OFDM系统各种调制阶数的QAM误码率（Symbol Error Rate）与 误比特率（Bit Error Rate）仿真结果

本文是OFDM系统的不同QAM调制阶数的误码率与误比特率仿真，仅考虑在高斯白噪声信道下的情景，着重分析不同信噪比下的误码（符号）率性能曲线，不关心具体的调制与解调方案，仿真结果与理论的误码率曲线进行了对比。

考虑一个简单的OFDM系统，每个频域子载波承载一个QAM调制符号，在经过不同信噪比白噪声信道之后，每个QAM调制符号的解调性能如何，每个符号对应的比特解码性能如何？理论的误码性能如何？

1. 代码
   

   clc;close all;clear
   
   %% Seting parameters
   EbN0_list = 0:1:10;
   Q_order_list = 2:2:10;
   loopNumber = 10;
   fprintf('Qm\t EbN0 \t \t EsN0 \t \t SNR_Cal \t \t ser \t\t ser_theory\t\t\t ber\t\t nloop \t\t \n');
   for iQorder = 1 : length(Q_order_list)
   for iEbN0 = 1 : length(EbN0_list)
   
   %% Frame structure
   N_Frame = 10;
   N_Symbol = 14;
   N_RB = 106;
   N_SC_perRB = 12;
   N_SC = N_RB * N_SC_perRB;
   N_Ant = 1;
   N_fft_order = floor(log2(N_RB * N_SC_perRB));
   N_fft = 2^(N_fft_order+1);
   N_cp = N_fft/8;
   EbN0 = EbN0_list(iEbN0);
   
   %% Modulation
   Q_order = Q_order_list(iQorder);
   Qm = 2^Q_order;
   N_bit = N_Frame * N_Symbol * N_RB * N_SC_perRB * Q_order;
   
   %% Noise Calculation
   SNR =  EbN0 + 10 * log10(Q_order);
   
   %% Loop
   for iloop = 1 :loopNumber
   data_bit_in = randi([0 1], 1, N_bit);
   dataSymbolsIn = bi2de(reshape(data_bit_in, Q_order, N_bit/Q_order).', 'left-msb'); 
   dataMod = qammod(dataSymbolsIn, Qm,'UnitAveragePower', true); 
   
   %% Show Constellation
   %scatterplotme(dataMod)

_ _ _ _

> **任务 1**: 请将下方条目中自包含“Note: spot the ocean”的一行起、至包含“<point>98,568</point>”的一行止的部分（首尾两行均包括在内）呈现为编号列表，空行不计。

> **任务材料**:

_ _ _ _

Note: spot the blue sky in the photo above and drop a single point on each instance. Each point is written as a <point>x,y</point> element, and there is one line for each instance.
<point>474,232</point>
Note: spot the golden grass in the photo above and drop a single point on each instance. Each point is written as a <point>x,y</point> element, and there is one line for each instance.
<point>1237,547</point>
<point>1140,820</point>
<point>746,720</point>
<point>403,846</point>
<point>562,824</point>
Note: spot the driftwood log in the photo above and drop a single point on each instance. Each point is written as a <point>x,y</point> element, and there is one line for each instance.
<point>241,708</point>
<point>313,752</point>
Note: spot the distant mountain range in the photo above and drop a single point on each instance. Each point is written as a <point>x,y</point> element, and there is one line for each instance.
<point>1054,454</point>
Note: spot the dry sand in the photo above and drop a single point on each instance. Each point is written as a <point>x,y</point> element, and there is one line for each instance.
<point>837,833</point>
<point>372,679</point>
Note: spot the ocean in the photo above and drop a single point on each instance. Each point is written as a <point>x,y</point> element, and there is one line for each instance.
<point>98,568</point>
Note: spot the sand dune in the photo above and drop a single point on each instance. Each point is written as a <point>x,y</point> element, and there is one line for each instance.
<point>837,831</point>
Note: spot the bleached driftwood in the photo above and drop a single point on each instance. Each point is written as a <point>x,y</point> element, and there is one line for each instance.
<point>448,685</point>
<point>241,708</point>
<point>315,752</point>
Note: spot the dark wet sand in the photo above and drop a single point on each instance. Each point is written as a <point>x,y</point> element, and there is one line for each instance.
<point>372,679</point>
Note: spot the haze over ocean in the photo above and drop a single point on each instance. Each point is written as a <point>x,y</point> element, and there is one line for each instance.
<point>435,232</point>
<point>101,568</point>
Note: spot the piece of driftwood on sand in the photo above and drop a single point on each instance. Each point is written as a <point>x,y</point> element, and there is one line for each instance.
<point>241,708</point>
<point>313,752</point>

_ _ _ _

> **任务 2**: 请从上方文档片段中逐字摘出以包含“考虑一个简单的OFDM系统，”的文字开头、以“1 : length(Q_order_list)”结尾的部分并返回。

> **答复 1**:
1. Note: spot the ocean in the photo above and drop a single point on each instance. Each point is written as a <point>x,y</point> element, and there is one line for each instance.
2. <point>98,568</point>

> **答复 2**:
考虑一个简单的OFDM系统，每个频域子载波承载一个QAM调制符号，在经过不同信噪比白噪声信道之后，每个QAM调制符号的解调性能如何，每个符号对应的比特解码性能如何？理论的误码性能如何？

1. 代码
   

   clc;close all;clear
   
   %% Seting parameters
   EbN0_list = 0:1:10;
   Q_order_list = 2:2:10;
   loopNumber = 10;
   fprintf('Qm\t EbN0 \t \t EsN0 \t \t SNR_Cal \t \t ser \t\t ser_theory\t\t\t ber\t\t nloop \t\t \n');
   for iQorder = 1 : length(Q_order_list)